STATED GOAL 1 » Where did the Fab Four perform on Saturday night, according to the Beatles tribute review?

TEXT PASSAGE »
Fab Four’s tribute to Beatles not a concert, but theater
By ANDY WILCOX
Register Staff Writer
Diehard fans of the Beatles who only want to see a strictly faithful impersonation might have been turned off by the second half of the Fab Four’s show at Lincoln Theater on Saturday night, where the group performed songs the original band never did in concert.
But this wasn’t supposed to be a concert. It was theater.
That became apparent when Ron “John Lennon” McNeil came out with the singer’s famous long hair, beard, white suit and white tennis shoes, sat down at a white piano and gave a heartwrenching talk about the late musician who was inexplicably shot to death by a fan in front of his New York apartment building in 1980.
As the members of the Fab Four are careful to do throughout their performances, despite doing their best to imitate the Beatles in every way possible, he respectfully referred to Lennon in third person.
“There was a man who wrote about peace and love,” McNeil said in Lennon’s voice from the piano bench, facing the audience. “You may remember him. He certainly was one of my heroes — not necessarily because of what he said, but because he had the guts to say it.”

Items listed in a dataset

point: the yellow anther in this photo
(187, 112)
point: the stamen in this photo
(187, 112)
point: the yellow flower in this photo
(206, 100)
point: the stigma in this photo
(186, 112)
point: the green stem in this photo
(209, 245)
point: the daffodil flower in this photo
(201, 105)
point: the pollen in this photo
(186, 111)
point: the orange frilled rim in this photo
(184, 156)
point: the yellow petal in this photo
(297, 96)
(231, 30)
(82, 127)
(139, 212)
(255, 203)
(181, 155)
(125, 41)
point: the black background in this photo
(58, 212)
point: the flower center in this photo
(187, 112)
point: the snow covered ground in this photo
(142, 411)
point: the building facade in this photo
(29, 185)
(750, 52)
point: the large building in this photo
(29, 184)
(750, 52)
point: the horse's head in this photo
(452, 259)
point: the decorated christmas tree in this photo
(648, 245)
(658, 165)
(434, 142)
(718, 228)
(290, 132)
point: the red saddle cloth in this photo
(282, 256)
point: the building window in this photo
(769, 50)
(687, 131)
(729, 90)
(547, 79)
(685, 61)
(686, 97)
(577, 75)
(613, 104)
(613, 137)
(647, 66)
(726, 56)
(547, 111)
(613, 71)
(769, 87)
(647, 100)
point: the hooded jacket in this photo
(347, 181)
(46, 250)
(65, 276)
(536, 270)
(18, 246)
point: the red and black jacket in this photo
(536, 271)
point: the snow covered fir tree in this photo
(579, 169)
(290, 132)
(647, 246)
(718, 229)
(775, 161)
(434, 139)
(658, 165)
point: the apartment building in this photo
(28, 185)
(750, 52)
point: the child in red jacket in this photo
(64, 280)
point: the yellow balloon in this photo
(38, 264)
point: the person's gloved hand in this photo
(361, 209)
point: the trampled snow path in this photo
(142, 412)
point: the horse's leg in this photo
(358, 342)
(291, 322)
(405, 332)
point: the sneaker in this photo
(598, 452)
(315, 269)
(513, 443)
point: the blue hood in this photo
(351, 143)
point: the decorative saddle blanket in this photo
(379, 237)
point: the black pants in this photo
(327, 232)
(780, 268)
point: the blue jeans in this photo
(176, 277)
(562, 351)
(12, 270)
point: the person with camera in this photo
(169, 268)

STATED GOAL 2 » How many lines in the records above contain the word "yellow"? Give only the number.

CORRECT OUTPUT 1 » At Lincoln Theater.

CORRECT OUTPUT 2 » 4